- **Excerpt to read**
____________
This subject came up in the post beneath (A Tale of Two Countries) about the 14th Amendment. Was the South legally justified in seceding from the United States? BMSeattle left a comment that summed up my attitude on the question, here. Of course it was justified! Voluntary going in, voluntary going out.
My only thought about the violent response was what we now call “Balkanization,” or the fragmentation of a large region or country into smaller countries, as happened with Yugoslavia after the death of Marshall Tito. While it may seem a normal and legitimate process, it is usually accompanied by warfare. I was once years ago listening to Larry King on radio late at night, not being a good sleeper. He had on a CIA analyst, and he commented on the United States. I paraphrase: “The remarkable thing about this country is that it has held together as long as it has, and not fragmented.”
Well, I thought, a certain Civil War had something to do with that. Surely Lincoln knew that if the South got away, in due time Ohio would secede, and Missouri, the Carolinas and Florida would leave the South. Texas had already fought a war against Mexico to maintain its own slave holding rights, little understood fact about that rebellion.** The US had successfully ‘acquired’ what we now call the Southwest along with Colorado and California and parts of Wyoming. Holding it all together required that the South not succeed in its ambitions. If the South got away, the entire continent would be perpetually involved in internecine warfare.
So I could understand why the North felt strongly that the South not be allowed to secede. But was it legal? I am again going to rely on Edward James Snowden on this matter, as he deals with the topic at length in his book Everything You Know About the Constitution is Wrong.*
Here’s Snowden on the subject as he first embraces it:
Southern secession occurred according to this exact pattern states variously declared their independence from the United States by seceding. The Continental Congress of sorts met in Montgomery, Alabama, on February 4, 1861, consisting of delegates from South Carolina, Florida, Alabama, Mississippi, Georgia, and Louisiana. It created a temporary Constitution. A month later a revised Constitution was presented to the States. Again, in state conventions composed of the People, the decision was made to approve the new Constitution. On this ground alone, the principle of popular sovereignty, the Confederate cause was justified. Which is to say, it was no less justified than of those who ratified the United States Constitution.
Bear with me, however, as Snowden has much more to say on this subject. Federalism, as existed then but not now (post-14th Amendment) severely limited the power of the federal government to exert power over individual states.
If the federal government was only to come in to play in the interstices, in the cracks between the States and when dealing with foreign nations, that meant that the sovereignty of the States had to be favored in the end over the supremacy of the federal government. After all, the States had territory and citizens that belong directly to them. The federal government had no territory other than what was ceded to it by the States in certain cases, or frontier territories that would eventually become States. The federal government was an agency whose powers were triggered when issues crossed state boundaries or national boundaries. It could reasonably be said that there is no territory called the United States of America save in relation to other countries, those who might wish to invade or determine their boundaries vis-a-vis United States of America.
____________
In the piece on Southern secession, where and on what date did the delegates meet to create a temporary Constitution?

- **Excerpted data**
____________
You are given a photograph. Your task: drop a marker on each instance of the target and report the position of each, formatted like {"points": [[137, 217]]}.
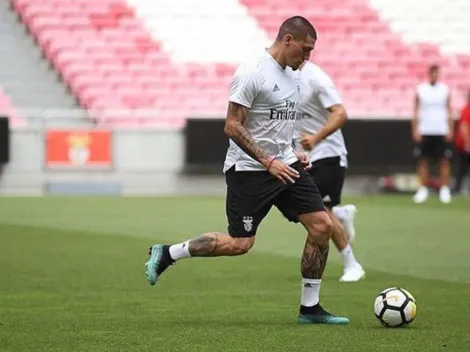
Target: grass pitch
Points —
{"points": [[72, 279]]}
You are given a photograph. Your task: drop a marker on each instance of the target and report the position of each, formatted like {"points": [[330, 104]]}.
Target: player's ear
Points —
{"points": [[288, 39]]}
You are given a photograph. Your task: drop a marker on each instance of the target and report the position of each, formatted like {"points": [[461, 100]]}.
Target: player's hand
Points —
{"points": [[449, 137], [304, 160], [283, 172], [466, 147], [308, 141], [417, 137]]}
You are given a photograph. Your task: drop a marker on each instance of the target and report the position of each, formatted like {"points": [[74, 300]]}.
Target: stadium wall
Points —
{"points": [[142, 162]]}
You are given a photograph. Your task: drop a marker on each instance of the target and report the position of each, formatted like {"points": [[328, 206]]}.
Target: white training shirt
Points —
{"points": [[271, 93], [317, 93], [432, 114]]}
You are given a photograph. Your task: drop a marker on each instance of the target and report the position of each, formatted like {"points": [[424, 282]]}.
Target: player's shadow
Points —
____________
- **Exercise solution**
They met in Montgomery, Alabama, on February 4, 1861.